# [EXERCISE DESCRIPTION]
Return, word for word, the lines that start at the one containing "Where can the blurred" and run through the end of the records.

== == ==

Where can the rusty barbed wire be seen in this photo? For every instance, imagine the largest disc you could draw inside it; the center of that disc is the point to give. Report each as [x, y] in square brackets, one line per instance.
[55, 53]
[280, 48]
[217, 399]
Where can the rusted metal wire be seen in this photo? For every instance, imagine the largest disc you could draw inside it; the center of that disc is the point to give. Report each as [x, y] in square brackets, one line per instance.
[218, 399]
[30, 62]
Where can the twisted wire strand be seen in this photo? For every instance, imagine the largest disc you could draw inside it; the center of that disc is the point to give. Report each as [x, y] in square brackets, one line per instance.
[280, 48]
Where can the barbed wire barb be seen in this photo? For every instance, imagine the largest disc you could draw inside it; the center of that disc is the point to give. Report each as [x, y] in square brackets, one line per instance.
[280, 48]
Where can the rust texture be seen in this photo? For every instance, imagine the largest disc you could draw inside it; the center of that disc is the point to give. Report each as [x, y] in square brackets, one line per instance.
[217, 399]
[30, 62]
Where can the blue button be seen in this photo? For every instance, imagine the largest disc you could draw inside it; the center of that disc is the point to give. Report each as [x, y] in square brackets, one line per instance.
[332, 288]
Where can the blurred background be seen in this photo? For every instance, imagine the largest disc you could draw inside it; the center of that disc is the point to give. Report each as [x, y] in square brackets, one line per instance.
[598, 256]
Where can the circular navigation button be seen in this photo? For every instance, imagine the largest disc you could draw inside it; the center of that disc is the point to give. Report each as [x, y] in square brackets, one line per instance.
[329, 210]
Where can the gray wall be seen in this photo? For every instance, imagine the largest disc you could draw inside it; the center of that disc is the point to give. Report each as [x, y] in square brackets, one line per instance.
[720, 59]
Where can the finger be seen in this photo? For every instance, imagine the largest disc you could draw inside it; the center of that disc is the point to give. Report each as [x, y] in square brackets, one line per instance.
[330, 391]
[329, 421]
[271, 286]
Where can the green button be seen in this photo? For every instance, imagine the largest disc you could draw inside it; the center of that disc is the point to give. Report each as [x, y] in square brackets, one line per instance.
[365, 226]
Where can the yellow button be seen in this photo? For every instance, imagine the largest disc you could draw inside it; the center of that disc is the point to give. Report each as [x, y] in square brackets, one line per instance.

== == ==

# [PROBLEM SOLUTION]
Where can the blurred background be seen in this photo? For every instance, imagine the largest disc you could draw inside it; the center of that disc is the point to give. Report each as [x, y] in square brackets, one line per instance.
[598, 256]
Where can the circular navigation button be seen in this photo? For every instance, imagine the largest disc you could draw inside it; the center of that disc is the point to give. Report each as [x, y] in square brackets, one line per instance.
[329, 210]
Where can the gray wall be seen in this photo? For every instance, imagine the largest disc you could draw inside it; the center of that disc is the point to give. Report each as [x, y] in square brackets, one line per instance.
[720, 59]
Where can the finger be seen in this photo? For every instance, imagine the largest disc you could draw inside it; the center of that disc is the point to give. Report each as [x, y] in square brackets, one line per instance.
[330, 391]
[329, 421]
[271, 286]
Where can the green button be seen in this photo? For every instance, imagine the largest disc you could draw inside it; the center of that disc is the point to give. Report each as [x, y] in square brackets, one line per instance.
[365, 226]
Where can the yellow button be seen in this photo? For every instance, imagine the largest disc you could draw inside it; the center of that disc is the point to give. Report each as [x, y] in square brackets, one line per instance.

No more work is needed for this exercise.